Rewrite the data below with "horsetail shoots" changed to "horsetail stems" and everything else left as it is. Don't include the pictures.

----- Data supplied

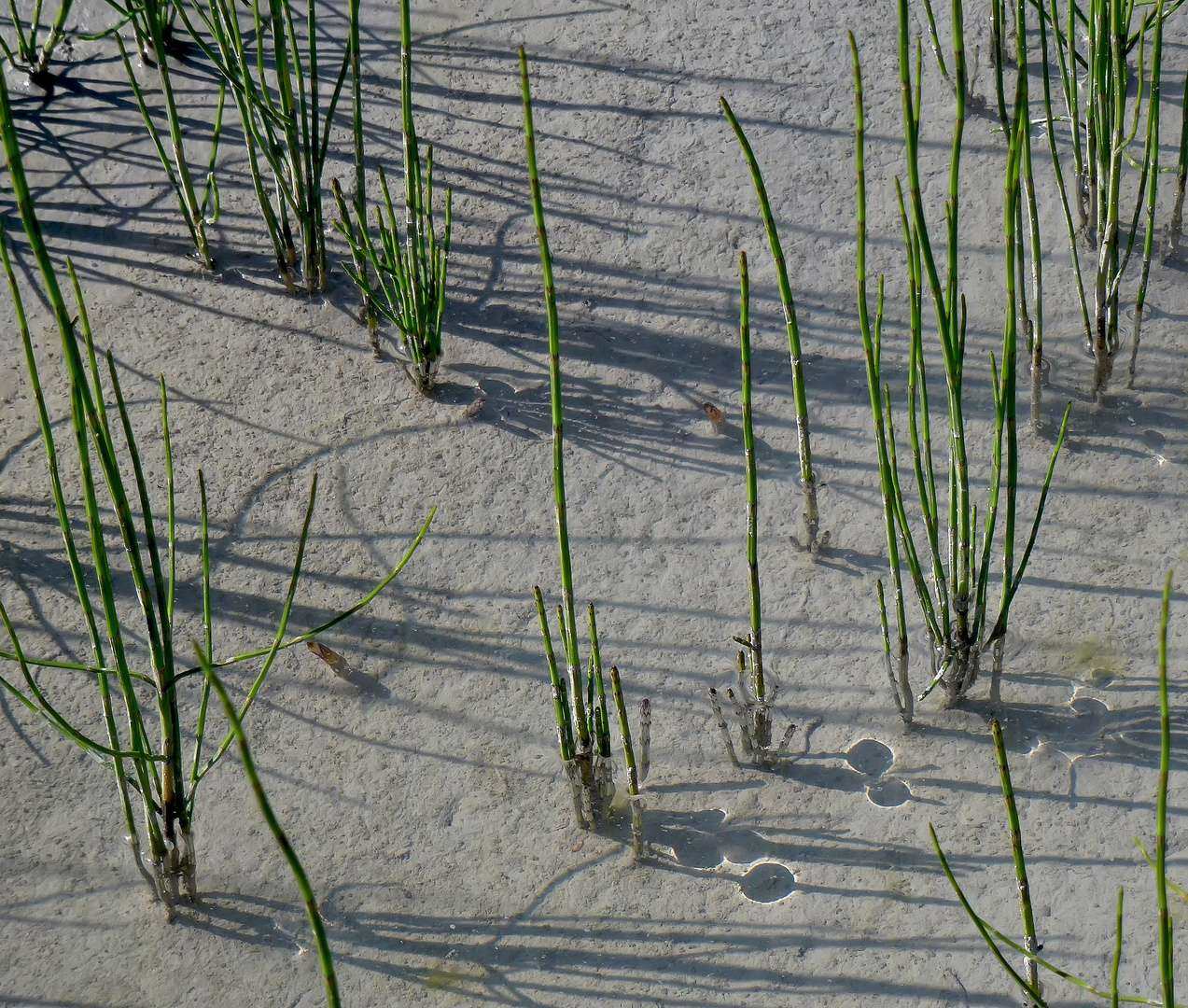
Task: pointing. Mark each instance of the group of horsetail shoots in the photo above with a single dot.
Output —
(1027, 981)
(155, 776)
(949, 568)
(583, 728)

----------

> _Right answer_:
Task: pointing. Mark each instance of the group of horsetail stems in the photo above with a single dot.
Output —
(1027, 981)
(155, 776)
(949, 568)
(583, 728)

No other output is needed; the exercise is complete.